■ Selected passage:
— START —

December 15, 2008

National Gallery Presents Films By Hungarian Director Péter Forgács

The National Gallery of Art Film Program presented 3 films of Hungarian director and avant-garde artist Péter Forgács on Sunday, December 7 and on Saturday, December 13 in the East Building Concourse Auditorium. While the themes of Péter Forgács are not easy — family stories, war, philosophy, vanishing times and places — the films themselves were magical, constructing ephemeral spaces from amateur footage and forgotten texts. Péter Forgács introduced his films in a lecture titled 'Film, Memory, and Amnesia' on December 7 at 2:00pm at the National Gallery of Art.

 

Péter Forgács in front of the Hungarian Reformed Federation of America's Kossuth House in Washington, DC

Miss Universe of 1929 is the delicate story of cousins Lisl Goldarbeiter and Marci Tänzer, both born in 1907 to a large middle-class Austro-Hungarian Jewish family, is retold largely through Marci's home movies of his beloved Lisl, whose rise to beauty pageant stardom culminated in her crowning as the first Miss Universe. (December 7, 3:30, dir: Péter Forgács, 2006, digital beta, German with subtitles, 70 minutes)

 

Miss Universe 1929 is the delicate story of Lisl Goldarbeiter, born in 1907

 

Own Death is poetically detailing the sensation of a near fatal heart attack. It is Forgács' first foray into fiction, based on Hungarian writer Péter Nádas' biographical novella. A seemingly objective meditation on life is rendered subjective through Nádas' first-person voiceover and Forgács' use of rich evocative imagery. (December 7, 5:00, dir: Péter Forgács, 2007, digital beta, 118 minutes)

— END —

■ Supplied entries:
— START —

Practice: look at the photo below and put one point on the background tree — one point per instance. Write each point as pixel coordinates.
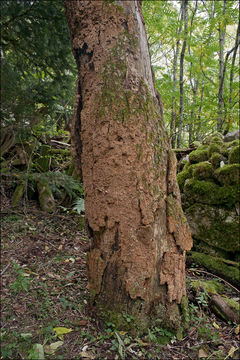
(139, 235)
(207, 94)
(37, 69)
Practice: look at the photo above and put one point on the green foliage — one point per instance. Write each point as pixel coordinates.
(58, 181)
(22, 282)
(38, 70)
(198, 156)
(234, 156)
(165, 31)
(228, 174)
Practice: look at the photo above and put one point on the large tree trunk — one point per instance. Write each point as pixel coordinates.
(139, 234)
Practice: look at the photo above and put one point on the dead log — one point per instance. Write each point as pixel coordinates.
(222, 309)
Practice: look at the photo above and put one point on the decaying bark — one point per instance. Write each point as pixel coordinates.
(139, 234)
(220, 306)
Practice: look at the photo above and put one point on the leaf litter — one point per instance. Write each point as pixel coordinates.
(45, 301)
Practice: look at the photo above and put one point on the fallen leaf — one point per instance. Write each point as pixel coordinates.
(38, 352)
(216, 325)
(142, 343)
(87, 355)
(26, 335)
(83, 322)
(237, 330)
(60, 331)
(232, 351)
(202, 354)
(52, 348)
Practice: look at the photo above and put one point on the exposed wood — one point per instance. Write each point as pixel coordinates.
(220, 306)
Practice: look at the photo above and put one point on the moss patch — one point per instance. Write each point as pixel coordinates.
(182, 177)
(210, 286)
(228, 174)
(215, 226)
(198, 156)
(215, 160)
(234, 156)
(203, 170)
(213, 147)
(207, 192)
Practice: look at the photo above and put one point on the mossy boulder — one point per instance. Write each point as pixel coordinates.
(207, 192)
(213, 147)
(205, 248)
(216, 137)
(228, 174)
(215, 160)
(233, 143)
(210, 286)
(215, 226)
(234, 156)
(203, 170)
(182, 177)
(18, 193)
(198, 155)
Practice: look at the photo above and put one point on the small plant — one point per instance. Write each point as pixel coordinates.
(202, 298)
(23, 282)
(78, 205)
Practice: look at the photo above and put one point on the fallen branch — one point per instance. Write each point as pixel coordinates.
(218, 277)
(5, 269)
(220, 306)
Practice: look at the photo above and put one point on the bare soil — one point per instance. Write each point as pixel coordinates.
(44, 286)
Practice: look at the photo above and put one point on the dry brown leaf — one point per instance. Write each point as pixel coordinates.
(202, 354)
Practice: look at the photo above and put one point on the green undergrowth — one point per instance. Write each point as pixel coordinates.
(45, 297)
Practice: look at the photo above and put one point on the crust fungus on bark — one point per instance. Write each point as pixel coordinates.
(136, 262)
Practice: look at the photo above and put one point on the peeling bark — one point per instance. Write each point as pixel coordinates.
(136, 261)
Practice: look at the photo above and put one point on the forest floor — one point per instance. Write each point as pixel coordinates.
(45, 300)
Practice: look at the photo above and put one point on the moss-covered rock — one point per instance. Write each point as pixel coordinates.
(234, 156)
(182, 177)
(217, 140)
(198, 156)
(213, 147)
(207, 192)
(215, 160)
(216, 137)
(210, 286)
(217, 266)
(215, 226)
(228, 174)
(232, 144)
(186, 166)
(203, 170)
(203, 247)
(18, 193)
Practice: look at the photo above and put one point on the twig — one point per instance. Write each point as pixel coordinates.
(206, 272)
(5, 269)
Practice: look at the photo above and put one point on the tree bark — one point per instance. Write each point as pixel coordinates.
(181, 79)
(175, 62)
(222, 34)
(139, 235)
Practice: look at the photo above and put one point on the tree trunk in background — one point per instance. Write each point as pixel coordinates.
(230, 101)
(181, 78)
(139, 234)
(222, 33)
(174, 104)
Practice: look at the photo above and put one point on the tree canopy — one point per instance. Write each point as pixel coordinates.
(38, 71)
(210, 70)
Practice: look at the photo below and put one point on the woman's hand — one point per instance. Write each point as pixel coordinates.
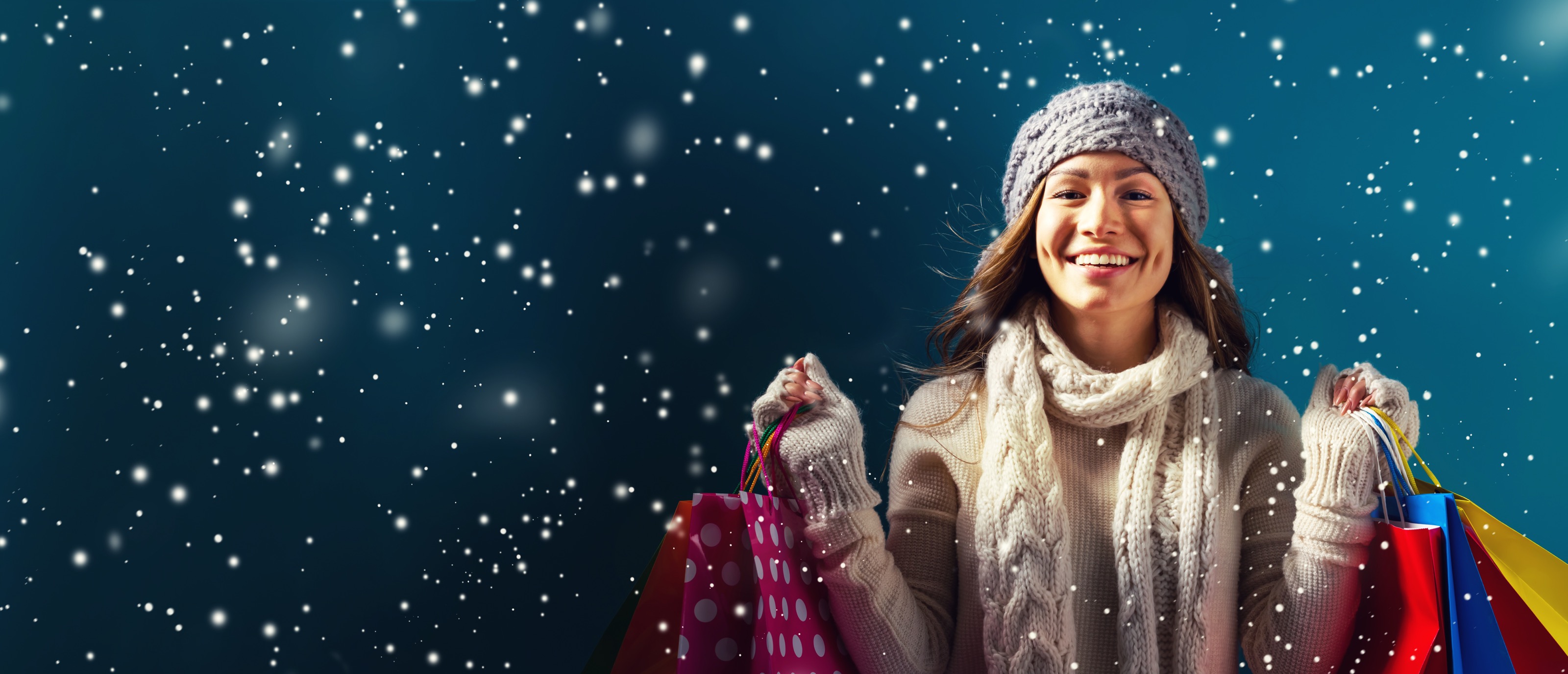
(1350, 392)
(1363, 386)
(799, 386)
(822, 451)
(805, 383)
(1341, 454)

— END —

■ Directives:
- A) Answer these questions about the article on the Péter Forgács film screenings:
(i) What was the title of the lecture in which Forgács introduced his films?
(ii) In what year were Lisl Goldarbeiter and Marci Tänzer born?
(iii) What work is Own Death based on?
- B) Name every person mentioned in the article on the Péter Forgács film screenings.
- C) Write the next part of the article on the Péter Forgács film screenings, picking up after its last sentence.
The data come from a different source than the article.

■ Results in order:
- A)
(i) 'Film, Memory, and Amnesia'
(ii) 1907
(iii) Hungarian writer Péter Nádas' biographical novella

- B)
Péter Forgács
Lisl Goldarbeiter
Marci Tänzer
Péter Nádas

- C)
 

 

Own Death is poetically detailing the sensation of a near fatal heart attack

 

I am Von Höfler is about Tibor Höfler, last living member of the Hungarian leather manufacturing dynasty from Pécs, retells his family's history through narrative, letters, photographs, and home movies. As personal stories unfold against pivotal moments in central European history, Tibor's fate intertwines with that of Goethe's young Werther, a character modeled on his own eighteenth-century ancestor, Jakob von Höfler. (December 13, 2:00pm, dir: Péter Forgács, 2008, digital beta, Hungarian with subtitles, 160 minutes)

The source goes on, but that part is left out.